**The exercise**
Update the lines from the one containing "Detect the window" through the one containing "left=501, top=387, right=540, bottom=419" by changing "window" to "window frame" and leaving everything else as it is. Return only those lines.

# Start of Exercise materials

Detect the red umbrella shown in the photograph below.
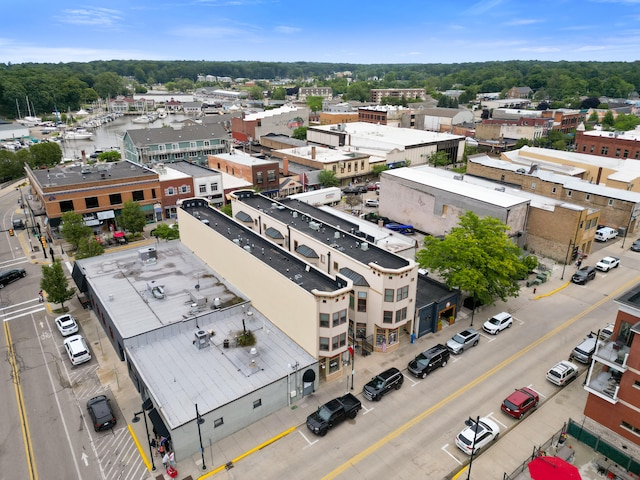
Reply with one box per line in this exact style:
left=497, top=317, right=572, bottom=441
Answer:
left=529, top=456, right=582, bottom=480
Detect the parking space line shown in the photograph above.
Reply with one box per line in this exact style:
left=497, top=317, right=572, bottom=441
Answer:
left=442, top=443, right=462, bottom=465
left=298, top=430, right=319, bottom=448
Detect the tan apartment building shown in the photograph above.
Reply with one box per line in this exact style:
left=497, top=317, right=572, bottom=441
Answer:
left=178, top=196, right=353, bottom=380
left=231, top=191, right=418, bottom=352
left=25, top=160, right=161, bottom=233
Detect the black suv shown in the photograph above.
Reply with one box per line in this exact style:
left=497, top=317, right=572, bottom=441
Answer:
left=362, top=367, right=404, bottom=401
left=407, top=344, right=450, bottom=378
left=0, top=268, right=27, bottom=288
left=571, top=267, right=596, bottom=285
left=87, top=395, right=116, bottom=432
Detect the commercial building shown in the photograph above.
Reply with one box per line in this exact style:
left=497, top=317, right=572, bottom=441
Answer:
left=307, top=122, right=465, bottom=165
left=73, top=244, right=320, bottom=458
left=584, top=285, right=640, bottom=448
left=122, top=123, right=229, bottom=165
left=25, top=161, right=161, bottom=233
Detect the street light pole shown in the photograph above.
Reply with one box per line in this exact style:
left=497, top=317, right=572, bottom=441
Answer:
left=196, top=403, right=207, bottom=470
left=131, top=409, right=156, bottom=472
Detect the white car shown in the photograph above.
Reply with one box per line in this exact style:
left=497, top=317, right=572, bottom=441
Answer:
left=55, top=315, right=78, bottom=337
left=456, top=417, right=500, bottom=455
left=482, top=312, right=513, bottom=335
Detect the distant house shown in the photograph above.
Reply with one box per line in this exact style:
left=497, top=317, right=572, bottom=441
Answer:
left=506, top=87, right=533, bottom=98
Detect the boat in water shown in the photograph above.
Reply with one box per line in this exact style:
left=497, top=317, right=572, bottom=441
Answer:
left=63, top=128, right=93, bottom=140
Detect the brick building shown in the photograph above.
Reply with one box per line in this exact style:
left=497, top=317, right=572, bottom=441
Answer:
left=584, top=284, right=640, bottom=445
left=576, top=128, right=640, bottom=160
left=208, top=150, right=280, bottom=196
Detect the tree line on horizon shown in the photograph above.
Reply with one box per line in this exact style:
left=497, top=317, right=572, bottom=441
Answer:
left=0, top=60, right=640, bottom=119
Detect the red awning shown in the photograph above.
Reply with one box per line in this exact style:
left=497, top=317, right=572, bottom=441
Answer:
left=529, top=456, right=582, bottom=480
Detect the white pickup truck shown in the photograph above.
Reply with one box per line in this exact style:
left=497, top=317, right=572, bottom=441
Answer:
left=596, top=257, right=620, bottom=272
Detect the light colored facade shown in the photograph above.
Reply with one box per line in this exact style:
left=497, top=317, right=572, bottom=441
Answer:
left=307, top=122, right=465, bottom=165
left=231, top=192, right=418, bottom=352
left=380, top=166, right=530, bottom=238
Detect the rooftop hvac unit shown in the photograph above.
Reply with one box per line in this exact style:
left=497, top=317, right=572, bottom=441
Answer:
left=193, top=330, right=210, bottom=350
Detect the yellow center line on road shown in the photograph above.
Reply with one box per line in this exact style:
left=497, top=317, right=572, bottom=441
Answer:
left=322, top=276, right=640, bottom=480
left=3, top=322, right=38, bottom=480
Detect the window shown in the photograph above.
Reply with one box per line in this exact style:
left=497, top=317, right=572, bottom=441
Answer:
left=331, top=333, right=347, bottom=350
left=84, top=197, right=99, bottom=208
left=358, top=292, right=367, bottom=312
left=384, top=288, right=393, bottom=302
left=396, top=285, right=409, bottom=301
left=60, top=200, right=73, bottom=212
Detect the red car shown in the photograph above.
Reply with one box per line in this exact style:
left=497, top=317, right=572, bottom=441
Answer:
left=501, top=387, right=540, bottom=419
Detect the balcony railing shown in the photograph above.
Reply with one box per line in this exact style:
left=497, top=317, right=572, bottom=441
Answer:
left=593, top=341, right=629, bottom=372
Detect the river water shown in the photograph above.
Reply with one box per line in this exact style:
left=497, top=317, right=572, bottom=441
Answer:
left=60, top=114, right=193, bottom=160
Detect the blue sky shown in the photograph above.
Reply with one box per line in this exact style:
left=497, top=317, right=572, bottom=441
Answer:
left=0, top=0, right=640, bottom=64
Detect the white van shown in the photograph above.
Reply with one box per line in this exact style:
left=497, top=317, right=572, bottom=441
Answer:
left=595, top=227, right=618, bottom=242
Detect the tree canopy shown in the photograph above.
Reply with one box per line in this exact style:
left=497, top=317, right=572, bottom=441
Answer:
left=416, top=212, right=527, bottom=304
left=40, top=260, right=75, bottom=309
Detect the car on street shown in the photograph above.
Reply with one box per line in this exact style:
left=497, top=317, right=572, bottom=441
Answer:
left=547, top=360, right=578, bottom=387
left=87, top=395, right=116, bottom=432
left=571, top=265, right=596, bottom=285
left=456, top=417, right=500, bottom=455
left=64, top=335, right=91, bottom=365
left=482, top=312, right=513, bottom=335
left=0, top=268, right=27, bottom=288
left=500, top=387, right=540, bottom=420
left=55, top=314, right=78, bottom=337
left=596, top=257, right=620, bottom=272
left=362, top=367, right=404, bottom=401
left=407, top=344, right=451, bottom=378
left=447, top=328, right=480, bottom=355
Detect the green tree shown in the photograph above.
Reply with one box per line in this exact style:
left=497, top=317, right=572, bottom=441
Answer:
left=76, top=237, right=104, bottom=259
left=60, top=212, right=92, bottom=250
left=154, top=223, right=180, bottom=240
left=318, top=170, right=340, bottom=187
left=307, top=95, right=323, bottom=112
left=40, top=260, right=76, bottom=311
left=291, top=127, right=307, bottom=140
left=118, top=200, right=147, bottom=233
left=416, top=212, right=527, bottom=316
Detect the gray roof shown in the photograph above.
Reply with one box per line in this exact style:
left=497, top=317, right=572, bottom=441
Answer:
left=182, top=199, right=348, bottom=292
left=27, top=160, right=158, bottom=191
left=238, top=194, right=410, bottom=269
left=125, top=123, right=229, bottom=147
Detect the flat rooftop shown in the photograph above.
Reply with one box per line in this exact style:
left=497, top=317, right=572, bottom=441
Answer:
left=76, top=240, right=246, bottom=339
left=31, top=160, right=158, bottom=191
left=234, top=194, right=410, bottom=269
left=181, top=200, right=347, bottom=292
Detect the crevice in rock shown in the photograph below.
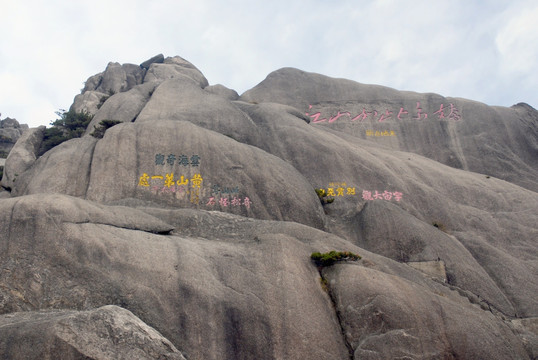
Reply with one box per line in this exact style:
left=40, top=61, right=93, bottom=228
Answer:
left=65, top=220, right=174, bottom=235
left=318, top=266, right=355, bottom=360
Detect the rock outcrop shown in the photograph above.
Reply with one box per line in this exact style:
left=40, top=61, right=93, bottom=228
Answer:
left=0, top=117, right=28, bottom=159
left=0, top=305, right=185, bottom=360
left=0, top=55, right=538, bottom=359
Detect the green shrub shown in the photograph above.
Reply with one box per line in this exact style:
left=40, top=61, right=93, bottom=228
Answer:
left=90, top=120, right=122, bottom=139
left=39, top=110, right=93, bottom=156
left=310, top=250, right=361, bottom=266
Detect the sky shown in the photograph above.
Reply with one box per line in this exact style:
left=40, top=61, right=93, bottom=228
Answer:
left=0, top=0, right=538, bottom=127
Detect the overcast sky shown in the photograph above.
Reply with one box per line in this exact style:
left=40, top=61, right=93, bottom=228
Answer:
left=0, top=0, right=538, bottom=127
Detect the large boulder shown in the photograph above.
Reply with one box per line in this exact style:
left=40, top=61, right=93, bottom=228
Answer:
left=1, top=126, right=45, bottom=189
left=0, top=56, right=538, bottom=359
left=0, top=305, right=185, bottom=360
left=240, top=68, right=538, bottom=191
left=323, top=265, right=530, bottom=360
left=0, top=114, right=28, bottom=158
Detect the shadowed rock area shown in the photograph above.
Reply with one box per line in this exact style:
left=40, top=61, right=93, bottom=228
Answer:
left=0, top=55, right=538, bottom=360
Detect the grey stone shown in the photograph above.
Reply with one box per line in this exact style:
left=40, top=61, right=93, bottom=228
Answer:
left=323, top=264, right=530, bottom=359
left=82, top=62, right=145, bottom=95
left=0, top=57, right=538, bottom=359
left=0, top=305, right=185, bottom=360
left=204, top=84, right=239, bottom=101
left=240, top=68, right=538, bottom=191
left=1, top=126, right=45, bottom=189
left=136, top=77, right=262, bottom=145
left=140, top=54, right=164, bottom=70
left=84, top=82, right=158, bottom=135
left=144, top=58, right=208, bottom=88
left=0, top=117, right=21, bottom=129
left=70, top=90, right=110, bottom=115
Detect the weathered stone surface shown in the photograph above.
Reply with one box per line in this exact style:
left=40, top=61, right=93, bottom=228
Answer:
left=0, top=114, right=28, bottom=157
left=2, top=126, right=45, bottom=188
left=84, top=82, right=158, bottom=135
left=204, top=84, right=239, bottom=101
left=0, top=57, right=538, bottom=359
left=136, top=77, right=262, bottom=144
left=241, top=68, right=538, bottom=191
left=0, top=195, right=352, bottom=359
left=323, top=264, right=529, bottom=359
left=140, top=54, right=164, bottom=70
left=407, top=260, right=447, bottom=282
left=0, top=305, right=185, bottom=360
left=82, top=62, right=145, bottom=95
left=512, top=318, right=538, bottom=359
left=70, top=90, right=110, bottom=115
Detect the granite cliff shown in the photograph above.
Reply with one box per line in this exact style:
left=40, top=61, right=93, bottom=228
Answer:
left=0, top=55, right=538, bottom=359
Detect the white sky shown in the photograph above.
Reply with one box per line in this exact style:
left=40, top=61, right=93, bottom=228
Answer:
left=0, top=0, right=538, bottom=127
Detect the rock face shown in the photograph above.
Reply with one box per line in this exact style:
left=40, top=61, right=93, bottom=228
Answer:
left=0, top=118, right=28, bottom=158
left=0, top=55, right=538, bottom=359
left=0, top=305, right=185, bottom=360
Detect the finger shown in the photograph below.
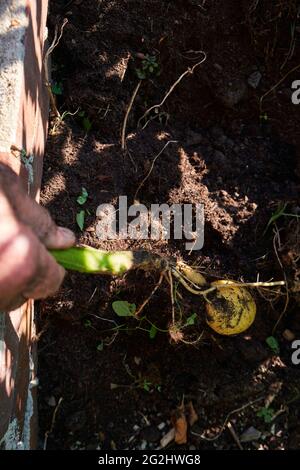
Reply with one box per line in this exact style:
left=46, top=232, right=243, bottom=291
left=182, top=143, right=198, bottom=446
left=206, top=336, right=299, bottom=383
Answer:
left=0, top=294, right=28, bottom=312
left=0, top=163, right=76, bottom=249
left=22, top=243, right=65, bottom=299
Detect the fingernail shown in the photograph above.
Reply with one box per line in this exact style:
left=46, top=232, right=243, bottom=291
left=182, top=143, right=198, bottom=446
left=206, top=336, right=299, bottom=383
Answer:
left=57, top=227, right=76, bottom=248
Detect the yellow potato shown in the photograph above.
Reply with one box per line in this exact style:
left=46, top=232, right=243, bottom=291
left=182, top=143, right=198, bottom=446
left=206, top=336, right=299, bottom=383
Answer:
left=206, top=280, right=256, bottom=335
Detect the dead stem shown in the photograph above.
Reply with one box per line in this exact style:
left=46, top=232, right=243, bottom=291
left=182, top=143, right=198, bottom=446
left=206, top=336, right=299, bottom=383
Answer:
left=133, top=140, right=177, bottom=201
left=138, top=51, right=206, bottom=126
left=44, top=18, right=68, bottom=118
left=191, top=397, right=264, bottom=441
left=121, top=80, right=142, bottom=150
left=43, top=397, right=63, bottom=450
left=135, top=271, right=165, bottom=317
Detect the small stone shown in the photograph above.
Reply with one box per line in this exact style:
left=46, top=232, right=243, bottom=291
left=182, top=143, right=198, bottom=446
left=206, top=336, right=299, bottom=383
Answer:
left=226, top=138, right=234, bottom=148
left=214, top=150, right=226, bottom=165
left=240, top=426, right=261, bottom=442
left=157, top=423, right=166, bottom=431
left=248, top=70, right=262, bottom=89
left=65, top=411, right=87, bottom=432
left=46, top=395, right=56, bottom=407
left=141, top=426, right=160, bottom=442
left=220, top=79, right=247, bottom=108
left=140, top=441, right=147, bottom=450
left=210, top=126, right=224, bottom=139
left=282, top=329, right=296, bottom=341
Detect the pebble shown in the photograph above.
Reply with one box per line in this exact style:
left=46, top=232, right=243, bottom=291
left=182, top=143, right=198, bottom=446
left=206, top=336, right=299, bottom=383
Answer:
left=248, top=70, right=262, bottom=89
left=214, top=150, right=226, bottom=165
left=46, top=395, right=56, bottom=407
left=157, top=423, right=166, bottom=431
left=140, top=441, right=147, bottom=450
left=141, top=426, right=160, bottom=442
left=65, top=411, right=87, bottom=432
left=282, top=329, right=296, bottom=341
left=226, top=138, right=234, bottom=148
left=240, top=426, right=261, bottom=442
left=220, top=78, right=247, bottom=107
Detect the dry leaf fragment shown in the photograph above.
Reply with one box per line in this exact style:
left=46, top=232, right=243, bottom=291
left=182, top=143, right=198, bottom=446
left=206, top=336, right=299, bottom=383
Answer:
left=186, top=401, right=199, bottom=426
left=171, top=404, right=188, bottom=445
left=160, top=428, right=175, bottom=449
left=10, top=19, right=20, bottom=28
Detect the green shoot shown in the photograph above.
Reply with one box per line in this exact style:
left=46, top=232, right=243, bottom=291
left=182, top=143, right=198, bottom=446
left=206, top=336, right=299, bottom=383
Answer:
left=76, top=210, right=85, bottom=231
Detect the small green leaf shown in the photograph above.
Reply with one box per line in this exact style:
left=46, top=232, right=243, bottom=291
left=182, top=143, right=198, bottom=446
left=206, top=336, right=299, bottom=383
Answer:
left=266, top=336, right=280, bottom=354
left=82, top=116, right=92, bottom=132
left=112, top=300, right=136, bottom=317
left=51, top=82, right=63, bottom=96
left=186, top=313, right=197, bottom=326
left=143, top=379, right=152, bottom=392
left=149, top=325, right=157, bottom=339
left=263, top=203, right=287, bottom=235
left=76, top=188, right=89, bottom=206
left=256, top=406, right=275, bottom=424
left=76, top=210, right=85, bottom=231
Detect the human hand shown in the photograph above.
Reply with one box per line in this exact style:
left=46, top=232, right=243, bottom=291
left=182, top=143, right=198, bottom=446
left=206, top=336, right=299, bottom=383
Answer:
left=0, top=163, right=75, bottom=311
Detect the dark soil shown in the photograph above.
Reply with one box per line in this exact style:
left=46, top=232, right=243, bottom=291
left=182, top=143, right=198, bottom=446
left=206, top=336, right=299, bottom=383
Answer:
left=38, top=0, right=300, bottom=449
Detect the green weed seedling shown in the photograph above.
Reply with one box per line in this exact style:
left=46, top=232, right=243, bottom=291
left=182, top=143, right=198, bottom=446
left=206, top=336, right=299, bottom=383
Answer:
left=135, top=54, right=160, bottom=80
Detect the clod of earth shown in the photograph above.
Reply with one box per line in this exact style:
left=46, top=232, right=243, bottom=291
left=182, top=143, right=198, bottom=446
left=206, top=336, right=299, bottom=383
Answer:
left=51, top=246, right=282, bottom=335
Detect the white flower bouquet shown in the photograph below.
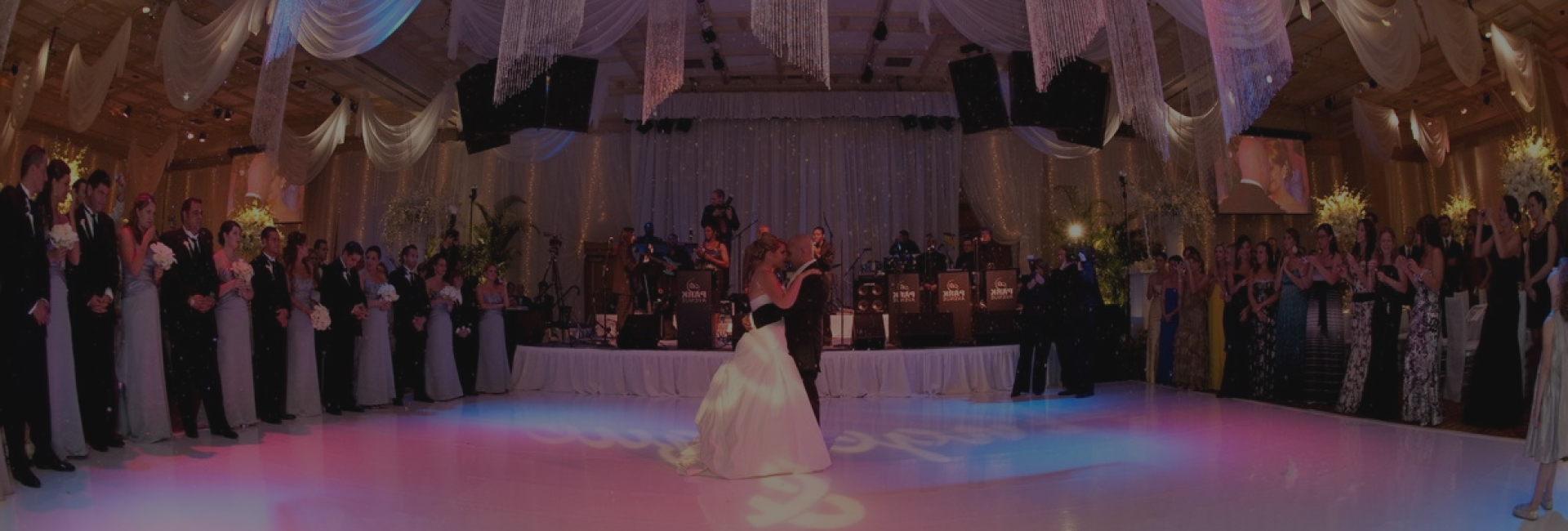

# End of Exercise materials

**Exercise result**
Detect the window frame shown in the photograph above.
Reply with one box per line in this exact style:
left=497, top=317, right=572, bottom=441
Answer:
left=331, top=333, right=347, bottom=350
left=84, top=197, right=99, bottom=208
left=358, top=292, right=367, bottom=312
left=384, top=288, right=393, bottom=302
left=396, top=285, right=409, bottom=301
left=60, top=200, right=73, bottom=212
Detect the red car shown in the photograph above.
Reply with one box per line in this exact style:
left=497, top=317, right=572, bottom=441
Answer:
left=501, top=387, right=540, bottom=419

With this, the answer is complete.